### Directive
Output all the data exactly. Pictures do not belong in the copy.

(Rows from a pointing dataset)
------------------------------

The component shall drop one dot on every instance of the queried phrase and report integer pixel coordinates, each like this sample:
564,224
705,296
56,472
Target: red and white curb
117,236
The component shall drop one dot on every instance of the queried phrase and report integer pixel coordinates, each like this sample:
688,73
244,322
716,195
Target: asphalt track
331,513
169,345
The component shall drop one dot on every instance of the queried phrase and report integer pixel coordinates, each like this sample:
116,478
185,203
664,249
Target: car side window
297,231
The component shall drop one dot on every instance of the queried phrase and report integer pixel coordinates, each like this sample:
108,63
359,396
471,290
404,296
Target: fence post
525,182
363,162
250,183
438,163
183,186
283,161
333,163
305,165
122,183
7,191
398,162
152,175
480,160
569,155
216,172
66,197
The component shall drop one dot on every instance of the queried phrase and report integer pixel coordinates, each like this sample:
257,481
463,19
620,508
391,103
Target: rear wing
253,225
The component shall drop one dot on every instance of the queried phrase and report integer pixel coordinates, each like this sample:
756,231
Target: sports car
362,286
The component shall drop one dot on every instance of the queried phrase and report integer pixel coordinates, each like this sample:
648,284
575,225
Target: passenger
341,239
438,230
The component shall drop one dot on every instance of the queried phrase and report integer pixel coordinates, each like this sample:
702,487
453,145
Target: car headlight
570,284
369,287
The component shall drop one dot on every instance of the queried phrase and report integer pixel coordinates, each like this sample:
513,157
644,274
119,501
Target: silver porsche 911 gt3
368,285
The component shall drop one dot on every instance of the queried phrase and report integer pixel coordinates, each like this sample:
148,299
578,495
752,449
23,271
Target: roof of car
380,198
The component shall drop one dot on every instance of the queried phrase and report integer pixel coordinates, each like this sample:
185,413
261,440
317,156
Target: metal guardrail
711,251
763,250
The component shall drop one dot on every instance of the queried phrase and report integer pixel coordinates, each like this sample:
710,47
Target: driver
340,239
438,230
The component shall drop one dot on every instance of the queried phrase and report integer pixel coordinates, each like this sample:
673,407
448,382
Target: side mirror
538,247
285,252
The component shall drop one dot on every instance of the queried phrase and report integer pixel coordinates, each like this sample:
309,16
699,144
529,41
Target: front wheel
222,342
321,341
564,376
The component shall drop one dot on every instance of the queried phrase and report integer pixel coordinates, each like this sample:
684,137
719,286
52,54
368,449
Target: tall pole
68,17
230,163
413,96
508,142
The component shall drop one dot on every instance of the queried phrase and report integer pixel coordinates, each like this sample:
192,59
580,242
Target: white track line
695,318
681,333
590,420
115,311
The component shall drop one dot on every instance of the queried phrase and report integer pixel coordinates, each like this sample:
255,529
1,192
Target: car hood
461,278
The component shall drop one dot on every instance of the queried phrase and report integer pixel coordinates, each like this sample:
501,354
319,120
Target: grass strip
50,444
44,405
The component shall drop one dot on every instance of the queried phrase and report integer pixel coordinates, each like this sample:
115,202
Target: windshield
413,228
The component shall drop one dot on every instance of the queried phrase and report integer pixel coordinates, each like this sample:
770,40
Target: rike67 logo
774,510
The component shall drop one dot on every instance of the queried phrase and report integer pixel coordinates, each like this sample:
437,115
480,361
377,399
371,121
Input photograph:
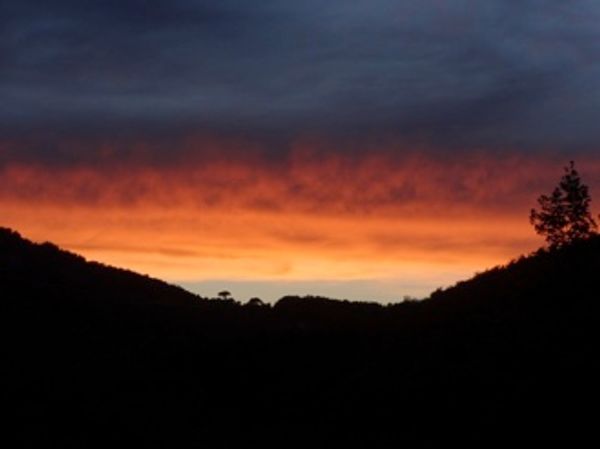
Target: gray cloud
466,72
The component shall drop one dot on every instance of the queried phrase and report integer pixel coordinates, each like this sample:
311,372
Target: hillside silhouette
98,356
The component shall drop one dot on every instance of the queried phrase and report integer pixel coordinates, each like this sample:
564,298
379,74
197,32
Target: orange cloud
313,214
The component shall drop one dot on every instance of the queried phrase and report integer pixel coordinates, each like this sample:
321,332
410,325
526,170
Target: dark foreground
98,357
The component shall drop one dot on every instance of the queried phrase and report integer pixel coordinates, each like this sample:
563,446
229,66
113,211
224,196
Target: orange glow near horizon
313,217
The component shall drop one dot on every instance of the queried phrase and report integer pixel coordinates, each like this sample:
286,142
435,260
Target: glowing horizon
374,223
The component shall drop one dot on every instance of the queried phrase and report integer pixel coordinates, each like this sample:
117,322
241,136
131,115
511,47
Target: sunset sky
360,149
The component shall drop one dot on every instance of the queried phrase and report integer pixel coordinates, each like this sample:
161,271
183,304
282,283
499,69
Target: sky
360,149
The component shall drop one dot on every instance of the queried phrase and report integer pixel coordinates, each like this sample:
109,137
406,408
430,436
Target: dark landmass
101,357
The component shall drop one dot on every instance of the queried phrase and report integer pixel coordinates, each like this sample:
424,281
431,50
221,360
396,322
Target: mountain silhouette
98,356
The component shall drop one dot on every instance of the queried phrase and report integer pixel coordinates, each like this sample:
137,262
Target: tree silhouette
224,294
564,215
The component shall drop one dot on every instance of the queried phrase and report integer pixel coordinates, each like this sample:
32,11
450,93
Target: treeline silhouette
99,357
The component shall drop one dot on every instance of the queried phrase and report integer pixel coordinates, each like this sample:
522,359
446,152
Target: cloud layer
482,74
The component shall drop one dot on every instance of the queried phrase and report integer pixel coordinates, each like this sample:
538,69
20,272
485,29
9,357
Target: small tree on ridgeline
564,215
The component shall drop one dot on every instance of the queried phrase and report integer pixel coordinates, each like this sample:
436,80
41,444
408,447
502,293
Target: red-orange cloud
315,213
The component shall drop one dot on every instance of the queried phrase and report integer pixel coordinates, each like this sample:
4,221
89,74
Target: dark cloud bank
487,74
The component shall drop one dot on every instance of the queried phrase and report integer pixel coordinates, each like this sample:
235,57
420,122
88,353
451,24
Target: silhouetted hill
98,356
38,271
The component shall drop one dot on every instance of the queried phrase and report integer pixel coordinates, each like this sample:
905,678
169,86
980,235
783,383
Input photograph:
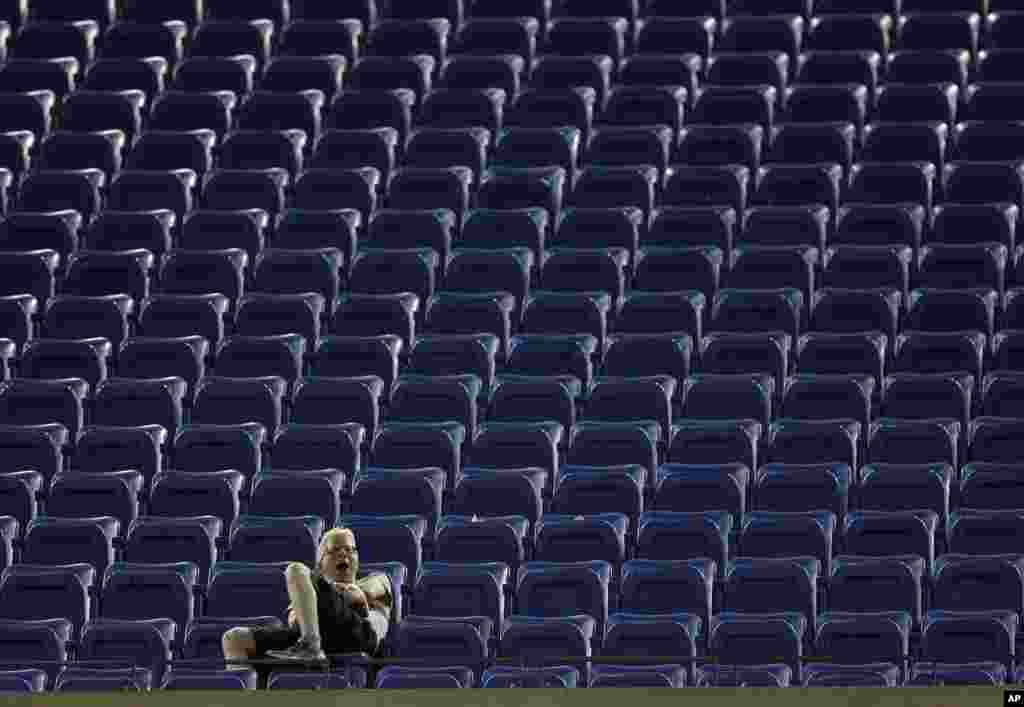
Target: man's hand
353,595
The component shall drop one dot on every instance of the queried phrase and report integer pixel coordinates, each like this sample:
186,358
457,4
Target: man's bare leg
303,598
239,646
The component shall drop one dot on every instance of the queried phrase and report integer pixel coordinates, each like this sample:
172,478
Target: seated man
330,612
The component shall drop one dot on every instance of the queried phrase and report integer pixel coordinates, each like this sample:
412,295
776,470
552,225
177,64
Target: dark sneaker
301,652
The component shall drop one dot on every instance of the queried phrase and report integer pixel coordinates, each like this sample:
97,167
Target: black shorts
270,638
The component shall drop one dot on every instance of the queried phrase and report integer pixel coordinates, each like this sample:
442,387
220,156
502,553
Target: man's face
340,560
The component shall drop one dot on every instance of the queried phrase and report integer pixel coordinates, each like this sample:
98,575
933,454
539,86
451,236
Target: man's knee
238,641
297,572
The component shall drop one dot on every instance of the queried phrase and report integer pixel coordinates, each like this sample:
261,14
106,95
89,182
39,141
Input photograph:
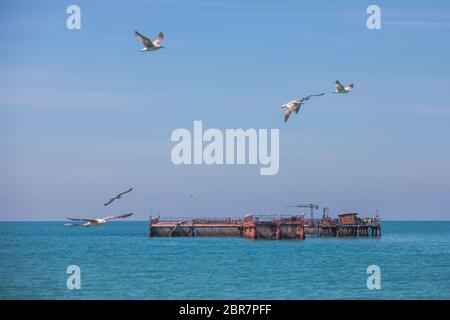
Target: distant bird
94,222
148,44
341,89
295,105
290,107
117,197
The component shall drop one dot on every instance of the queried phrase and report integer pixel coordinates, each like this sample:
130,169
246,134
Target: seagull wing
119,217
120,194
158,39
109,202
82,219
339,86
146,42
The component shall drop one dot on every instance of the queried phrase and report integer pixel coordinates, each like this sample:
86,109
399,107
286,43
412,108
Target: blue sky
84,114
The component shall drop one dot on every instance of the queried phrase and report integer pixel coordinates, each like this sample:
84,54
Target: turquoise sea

------------------------------

### Solution for this task
The component shall drop one dot on every instance of the queried phrase and report integer pixel coordinates, each like this sample:
564,224
705,296
56,472
Target: red and white curb
117,236
The component shall drop one dot on every instance of the queried phrase and report integer pixel coordinates, each like this sample:
688,73
244,322
716,195
Target: asphalt track
331,513
169,345
The component shall drop one dot on every instance of the queried phrase and report integer pixel coordinates, each like this sample:
116,478
185,203
664,249
Target: car side window
297,231
The component shall drop one dot on every instance of the queried phrase and report integer pixel coordinates, each like this sample:
108,63
359,396
471,290
404,296
Target: fence post
525,182
363,162
250,183
438,163
183,186
283,161
333,163
305,165
122,183
7,191
398,162
152,175
480,160
569,155
216,172
66,197
The component shall drop one dot on every instance of the queried phrase and report integer pixel coordinates, each like this sample:
257,481
463,19
620,508
391,103
Target: rear wing
253,225
The component shall drop one dot on every instance of the queried phrase and report integer pixel coordinates, each like this sample:
756,231
Target: sports car
362,286
The component shall drop one dot on every instance of the queried phrase and report integer pixel coordinates, each like this sample:
648,284
575,225
Target: passenger
341,239
438,230
The component shall drop one dot on every instance of the queried phrase and report integer pixel coordinates, each like this sample:
702,487
453,145
Target: car headlight
570,284
369,287
The component shall drop one dot on every instance of the queried phrase and report integer pixel coordinates, each like this sample:
513,157
644,274
119,501
Target: silver porsche 911 gt3
368,285
The component shall drop one dot on every instance of the queried phrase and report integer pixel coordinates, each like this sample:
148,299
578,495
752,449
23,271
Target: roof of car
380,198
The component shall drop one dot on every instance of the queried phrase and report integer pixel coordinates, each like this sample:
185,413
261,440
317,156
Target: metal guardrail
711,251
763,250
The component shall drop one dot on every instance of the queried phrase and report integer pixel coordinates, each like this sample:
710,47
Target: driver
340,239
438,230
The component shall drop one dot on every instance of the queried phrase and report integer pixel coordinates, each like this sample:
673,407
448,382
Target: side mirror
538,247
285,252
The component shall drop one dot on every instance of the queried phrase and report integer pixel coordinates, each like this sample:
309,16
699,144
529,41
Target: front wheel
222,342
321,341
564,376
The component shall drop one dot on every instance of the queried phrase and report integer pixel coordinates, each like this sample:
684,137
719,286
52,54
368,449
Target: tall pole
68,17
230,163
413,96
508,142
The component shall drop one dot on every instance of the queried phrase and report integer pixel coordinates, each like this sample:
192,59
580,242
Target: white track line
695,318
681,333
590,420
115,311
The component shall drop one dot on every instance of the queried phrase and report integer pixel coordinates, each like this sample:
255,529
1,192
Target: car hood
461,278
The component shall drop one dot on every instance of the queried phrase and report integer pixel coordinates, each like this sample:
501,354
319,120
Target: grass strip
50,444
44,405
The component shall drop one dot on every instance of the queried phrase and report integer pixel coordinates, each like this sample:
115,202
Target: windshield
413,228
The component shall drop one dot on every instance of the queried phrase and report integer pixel coordinates, each like this sample:
770,40
Target: rike67 logo
774,510
The component shall drop one dot on every instance of the queried phrase and report integer pixel coordinates, each like this sample:
437,115
480,361
377,399
371,121
Input photograph:
Target: gray cloud
466,72
The component shall drop one dot on every instance of the queried phrase and report integer pixel coordinates, each like this sample:
311,372
Target: hillside silhouette
98,356
The component shall drop one dot on every instance of the queried phrase and report integer pixel coordinates, each like this sample:
564,298
379,74
197,32
Target: orange cloud
313,214
The component shall drop one dot on every instance of the queried phrase and report integer pixel coordinates, each like this sample:
321,332
410,325
526,170
Target: dark foreground
98,357
The component shall drop one dot on every instance of the queried phrase and report integer pixel coordinates, each like this sample:
563,446
229,66
113,211
224,196
Target: orange glow near horizon
313,217
The component shall drop one dot on every instance of the queried phrase and report integer pixel coordinates, each like this sample:
286,142
435,260
Target: glowing horizon
374,223
The component shall drop one dot on every instance of the queried phrase and report integer pixel coordinates, each like this sample:
117,322
241,136
131,115
511,47
Target: sunset sky
360,149
The component shall drop one dot on every instance of the queried phrase and report integer pixel coordinates, each like this sample:
161,271
183,304
282,283
499,69
Target: sky
360,149
The component shall drop one dot on every instance of the queried phrase and report integer pixel coordinates, each like this sample:
109,137
406,408
430,436
Target: dark landmass
101,357
The component shall drop one dot on every instance of the queried phrase and report integer pixel coordinates, each like this sample:
424,281
431,50
221,360
396,322
Target: mountain silhouette
98,356
The component shall drop one dot on every instance of the queried phrase and report integer pixel coordinates, each like this sample:
137,262
Target: tree silhouette
224,294
564,215
The component shall drop one dot on every instance of the queried phrase and report integer pixel coordinates, each like this sample:
32,11
450,93
Target: treeline silhouette
99,357
The component shall drop one dot on every instance of the queried phrase and report integer pixel coordinates, each like this sample:
522,359
446,152
Target: cloud layer
482,74
The component shall drop one dot on every instance of the queried phrase and report integer pixel coordinates, each like this sample:
538,69
20,272
485,29
9,357
Target: small tree on ridgeline
564,215
The component shall drop one dot on every instance of the queried phrase and report integer pixel coordinates, each like this sample:
436,80
41,444
408,447
502,293
Target: red-orange cloud
315,213
The component shall drop one dot on every instance of the queried phrase and report integer pixel coordinates, each like this sample:
4,221
89,74
Target: dark cloud bank
487,74
The component shall drop one dot on every instance of the queried phrase and report integer pixel coordinates, each like this sample:
235,57
420,122
88,353
451,24
Target: silhouetted hill
98,356
38,271
The component shall drop one dot on every instance of the queried phrase and report integer pixel coordinates, each like this sample:
905,678
169,86
980,235
783,383
Input photograph:
Target: man's hand
353,595
The component shall drop one dot on every instance of the queried phrase and report integer pixel coordinates, each like this sample:
186,358
457,4
Target: man's bare leg
303,598
239,646
The component shall drop one dot on every instance of the queried phrase and report integer pixel coordinates, each like this sample:
172,478
Target: seated man
330,612
The component shall drop one dot on every instance of the queried phrase and report integer pixel coordinates, each like this sample:
412,295
776,470
552,225
177,64
Target: dark sneaker
301,652
The component shall drop one dot on every instance of the queried phrase and report integer pixel coordinates, each like this sample:
97,167
Target: black shorts
270,638
The component shall drop one dot on every instance of the queried phrase and report integer pixel coordinates, each like this sample:
442,387
220,156
502,553
Target: man's face
340,560
The component shall drop one dot on every instance of the queried phrase and report integer pixel coordinates, each like this sample:
98,575
933,454
539,86
451,236
Target: man's knee
238,641
297,572
The component shall drop one dot on every instance of the queried phrase and report integer pixel coordinates, each like this sample:
261,14
106,95
89,182
39,141
Input photograph:
Target: distant bird
94,222
148,44
341,89
295,105
290,107
117,197
The component shall drop one dot on every instance of the queried phrase and report integer pixel coordinates, each like this sample:
130,169
246,134
Target: seagull wing
119,217
120,194
158,39
109,202
82,219
339,86
146,42
The component shall drop one dot on every instance of the queried phrase and report integer pixel coordinates, each like this sample:
86,109
399,107
286,43
412,108
Target: blue sky
84,114
The component shall drop one dot on every instance of the queried phrase and report integer pixel coordinates, each like this sample:
84,54
Target: turquoise sea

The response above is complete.